## Text provided
## begin

Relationship among JNDI, Spring and JMX - spring

I would like to know about what is the relationship between JNDI and Spring?
Is spring an advanced version of JNDI? Both are used to create an object from string names.
Can we say that an For JNDI an application server is neccesary to provide naming service?
on the other hand for Spring we may not need Application server so it could be used at Java SE?
Finally where we can put JMX on this relation between JNDI and Spring? Is there some common logic at the low level?

Just to clarify some definitions:
Spring: The Spring Framework is an open source application framework and Inversion of Control container.
JNDI: The Java Naming and Directory Interface, a Java API for a directory service that allows Java software clients to discover and look up data and objects via a name.
JMX: Java Management Extensions (JMX) is a Java technology that supplies tools for managing and monitoring applications, system objects, devices (e. g. printers) and service oriented networks.
JNDI is mostly a set of Java interfaces that define how a naming system should work in Java in such a way that a diverse set of services can be abstracted to a simple JNDI interface. For example, file systems, LDAP servers and DNS servers can all be accessed as a JNDI service.

## end

## Recorded information

## begin

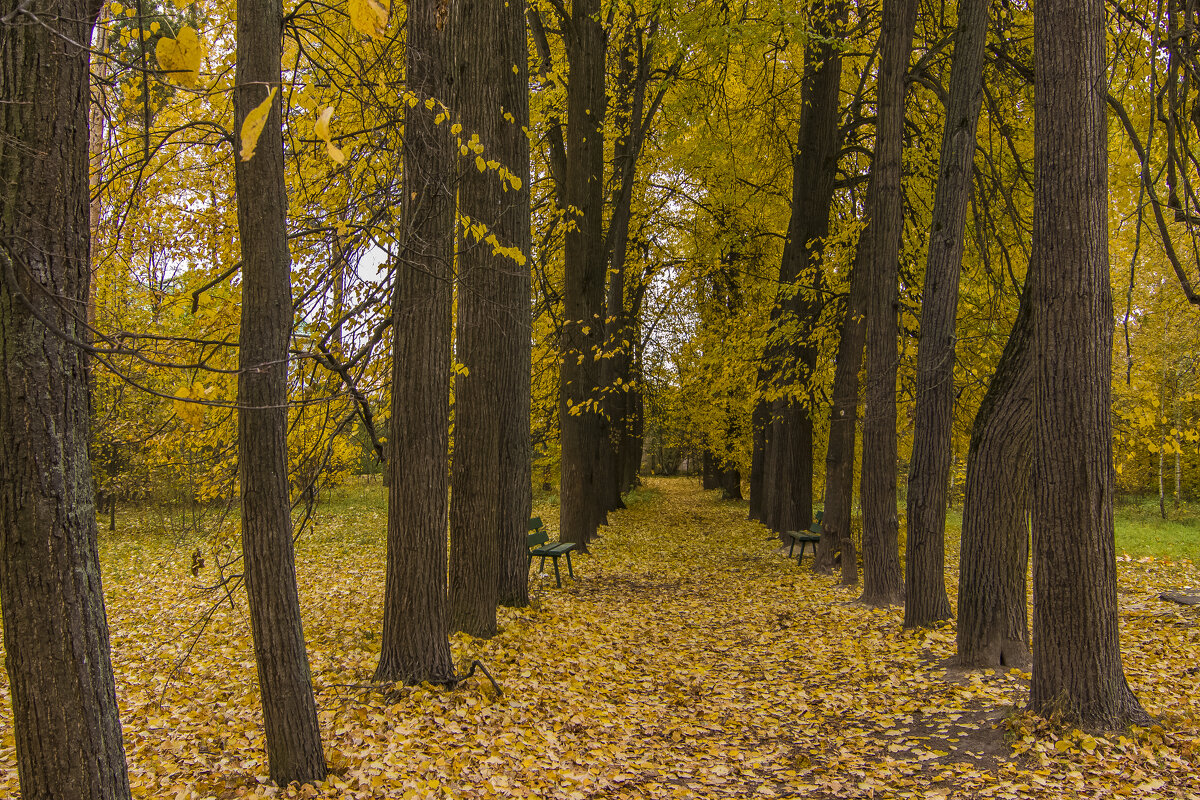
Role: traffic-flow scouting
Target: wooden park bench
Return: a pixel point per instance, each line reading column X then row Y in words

## end
## begin

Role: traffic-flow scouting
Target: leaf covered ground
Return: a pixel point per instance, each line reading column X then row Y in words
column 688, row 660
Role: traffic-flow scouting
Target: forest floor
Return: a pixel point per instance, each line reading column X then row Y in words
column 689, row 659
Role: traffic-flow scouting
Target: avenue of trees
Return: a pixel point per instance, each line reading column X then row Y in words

## end

From the text on JNDI, Spring and JMX, list each thing that JMX supplies tools for managing and monitoring. The lines are separate material and have no connection to the text on JNDI, Spring and JMX.

## Correct output
- applications
- system objects
- devices (e.g., printers)
- service oriented networks